-- PROVIDED PASSAGE follows --

2) Next month, I’ll be eligible for Medicare, which is government-run health insurance for people who are old or disabled (taxpayers pay into the system throughout their working lives in order to benefit from it when they need it). Because Medicare isn’t sufficient to keep a person from going bankrupt due to medical expenses, the government works with private insurers whose job it is step in where Medicare leaves off. There are dozens of these insurers, and they offer dozens of different plans that cover various things and include various extras. Determining which insurer and which plan is best is impossible unless you have a staff of lawyers who are versed in alphabet soup and willing to read through one 150-page policy book after another, each of which is meant to defy comprehension. Why, if the goal is to provide health care to those whose minds and bodies are growing weaker due to age and/or disability, doesn’t the government create a simple system under which the policies of these private insurers can be easily understood and compared or, better yet, eliminated altogether? My guess is that such a system would defeat the goal, which is to make money for private insurers.

-- PROVIDED PASSAGE concluded --
-- STUDY MATERIAL follows --

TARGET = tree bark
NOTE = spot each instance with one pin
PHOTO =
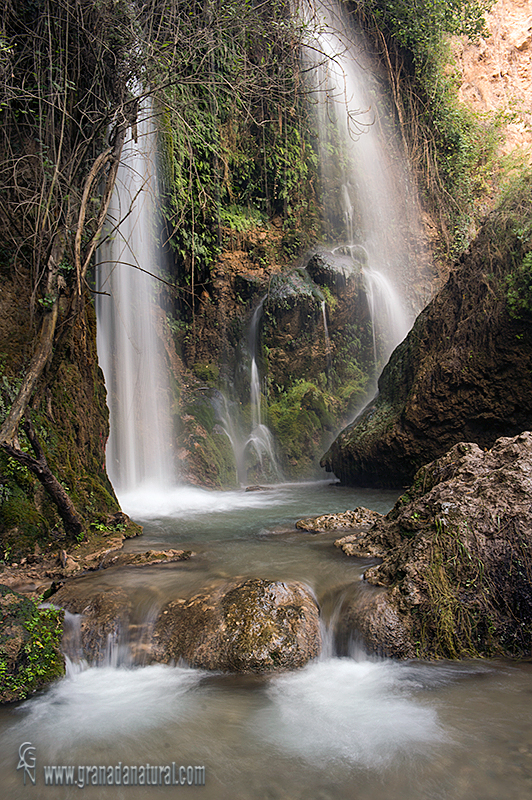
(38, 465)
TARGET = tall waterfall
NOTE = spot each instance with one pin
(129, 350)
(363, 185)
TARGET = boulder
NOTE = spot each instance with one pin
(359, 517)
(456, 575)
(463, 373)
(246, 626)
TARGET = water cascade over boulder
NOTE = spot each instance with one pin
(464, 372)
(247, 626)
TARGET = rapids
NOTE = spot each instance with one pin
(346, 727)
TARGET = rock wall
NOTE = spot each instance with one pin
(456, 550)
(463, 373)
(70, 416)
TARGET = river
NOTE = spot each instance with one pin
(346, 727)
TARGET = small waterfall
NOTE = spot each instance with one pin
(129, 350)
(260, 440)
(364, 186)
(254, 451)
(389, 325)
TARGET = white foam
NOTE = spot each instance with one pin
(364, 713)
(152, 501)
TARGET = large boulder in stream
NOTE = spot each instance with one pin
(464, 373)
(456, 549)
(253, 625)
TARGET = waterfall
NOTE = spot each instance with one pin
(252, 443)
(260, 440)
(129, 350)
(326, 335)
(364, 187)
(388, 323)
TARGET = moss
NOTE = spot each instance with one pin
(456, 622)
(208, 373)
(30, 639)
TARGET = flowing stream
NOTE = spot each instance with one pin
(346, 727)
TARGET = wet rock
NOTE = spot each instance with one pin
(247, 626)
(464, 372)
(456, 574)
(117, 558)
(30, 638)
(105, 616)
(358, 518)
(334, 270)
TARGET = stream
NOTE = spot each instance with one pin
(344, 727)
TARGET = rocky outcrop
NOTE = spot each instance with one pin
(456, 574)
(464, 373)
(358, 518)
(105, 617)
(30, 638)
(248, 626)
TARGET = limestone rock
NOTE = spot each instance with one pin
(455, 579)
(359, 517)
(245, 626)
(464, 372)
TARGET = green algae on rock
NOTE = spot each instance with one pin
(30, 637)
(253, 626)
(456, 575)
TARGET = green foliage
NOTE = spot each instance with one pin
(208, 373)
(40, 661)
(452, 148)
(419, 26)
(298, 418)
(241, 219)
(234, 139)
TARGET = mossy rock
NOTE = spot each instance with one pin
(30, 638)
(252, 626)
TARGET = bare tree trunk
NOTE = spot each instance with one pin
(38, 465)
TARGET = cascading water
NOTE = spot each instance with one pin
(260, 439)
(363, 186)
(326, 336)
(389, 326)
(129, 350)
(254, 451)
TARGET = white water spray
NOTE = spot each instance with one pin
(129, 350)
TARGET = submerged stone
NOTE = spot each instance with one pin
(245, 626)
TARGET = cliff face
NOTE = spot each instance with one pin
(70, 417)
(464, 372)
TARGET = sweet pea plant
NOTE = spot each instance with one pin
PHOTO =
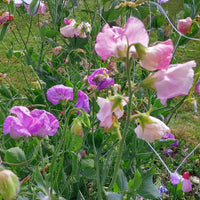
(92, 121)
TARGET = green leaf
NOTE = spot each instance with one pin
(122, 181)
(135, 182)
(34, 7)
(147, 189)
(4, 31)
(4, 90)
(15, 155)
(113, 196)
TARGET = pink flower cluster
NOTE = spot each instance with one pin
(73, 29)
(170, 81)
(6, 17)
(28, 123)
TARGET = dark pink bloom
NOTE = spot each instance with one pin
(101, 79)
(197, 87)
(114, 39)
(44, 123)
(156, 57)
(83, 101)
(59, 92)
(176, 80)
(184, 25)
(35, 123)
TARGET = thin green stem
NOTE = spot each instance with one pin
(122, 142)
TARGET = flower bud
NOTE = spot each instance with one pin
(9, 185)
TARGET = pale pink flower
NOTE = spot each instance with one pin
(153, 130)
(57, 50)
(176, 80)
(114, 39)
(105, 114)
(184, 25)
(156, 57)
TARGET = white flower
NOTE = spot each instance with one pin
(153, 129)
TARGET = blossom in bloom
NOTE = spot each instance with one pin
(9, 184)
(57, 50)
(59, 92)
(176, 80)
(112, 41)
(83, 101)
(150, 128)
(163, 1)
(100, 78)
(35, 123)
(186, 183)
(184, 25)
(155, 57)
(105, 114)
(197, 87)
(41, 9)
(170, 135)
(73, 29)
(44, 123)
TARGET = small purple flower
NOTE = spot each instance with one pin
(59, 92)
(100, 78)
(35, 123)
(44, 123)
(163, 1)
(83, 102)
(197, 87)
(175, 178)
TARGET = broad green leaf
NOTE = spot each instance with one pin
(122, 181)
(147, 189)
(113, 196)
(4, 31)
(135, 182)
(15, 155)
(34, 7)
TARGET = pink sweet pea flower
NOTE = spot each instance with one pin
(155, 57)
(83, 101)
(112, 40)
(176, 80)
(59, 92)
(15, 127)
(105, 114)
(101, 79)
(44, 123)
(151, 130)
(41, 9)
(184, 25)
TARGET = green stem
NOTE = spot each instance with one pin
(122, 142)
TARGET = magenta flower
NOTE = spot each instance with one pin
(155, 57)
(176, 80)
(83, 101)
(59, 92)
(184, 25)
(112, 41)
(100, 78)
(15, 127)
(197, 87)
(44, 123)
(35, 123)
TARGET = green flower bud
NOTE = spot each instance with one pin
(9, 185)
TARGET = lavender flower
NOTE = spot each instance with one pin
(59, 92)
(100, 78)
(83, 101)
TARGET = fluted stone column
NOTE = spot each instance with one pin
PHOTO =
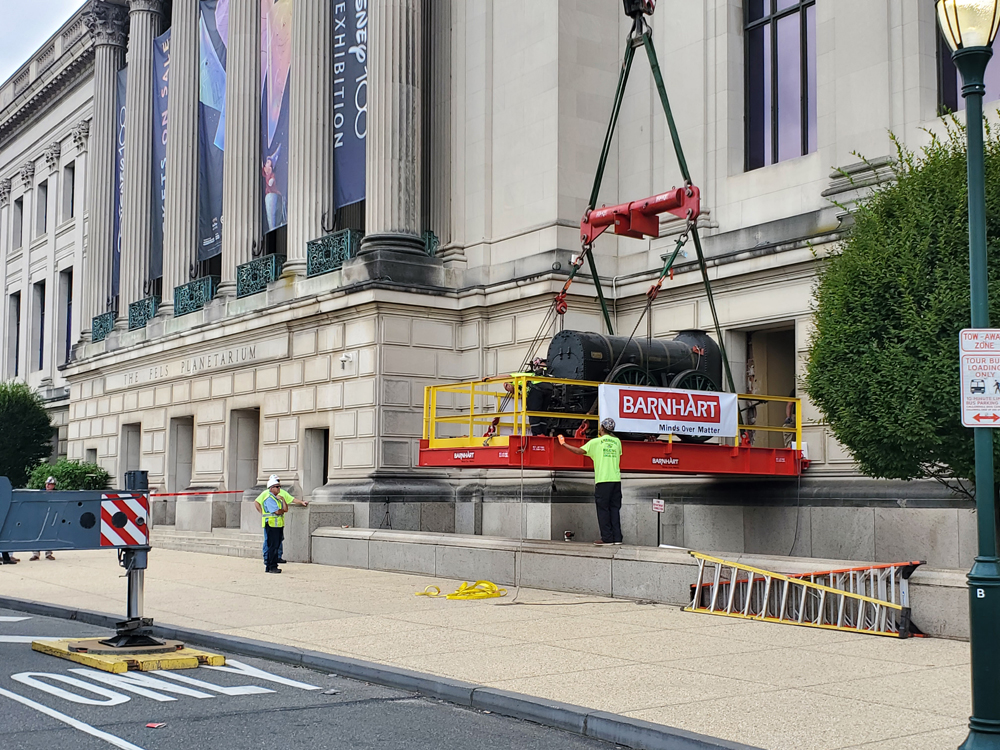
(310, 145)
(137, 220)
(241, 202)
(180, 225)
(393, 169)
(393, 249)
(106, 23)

-- STUDY MATERIAL concluded --

*TASK GOAL*
Write what comes next in the passage on Medicare and private insurers, starting after its final sentence. The material above comes from a separate source and has no connection to the passage on Medicare.

*OUTPUT FOR THIS TASK*
“But why, you might ask, does the government care about making money for private insurers?” Because those insurers provide politicians with massive campaign contributions, expensive gifts, and private sector sinecures. But why does selling incomprehensible insurance policies to Medicare recipients enable insurance companies to make more money?” Because it eliminates cost-versus-quality competition. It’s like when you go to buy a mattress, and every store has a different name for the same product. By making it impossible for customers to compare prices, stores can compete on the basis of window-dressing rather than cost or quality, and this means more money for everyone, except the consumer. What makes this obfuscation especially immoral in the case of Medicare—and keeping people in prison—is that it harms those who are the least able to protect themselves—the ignorant, the impoverished, the mentally challenged, and the taxpayer.

3) There was a time when only loan sharks charged 30% interest, but the fools didn’t know enough to buy the government so that they could do it legally. Who do you turn to when you can’t pay your medical bills or you’re facing foreclosure? Chase and Citibank are there for you when you think things can’t get any worse, but what happens when things do get worse, when the medical bills keep coming, the bank keeps threatening your home, and you can no longer use your credit cards to juggle your bills because you can no longer afford the minimum monthly payments? Maybe it’s the time to remind yourself that America is “the land of opportunity,” the land that every politician calls the fairest, the most generous, and the most compassionate nation on earth?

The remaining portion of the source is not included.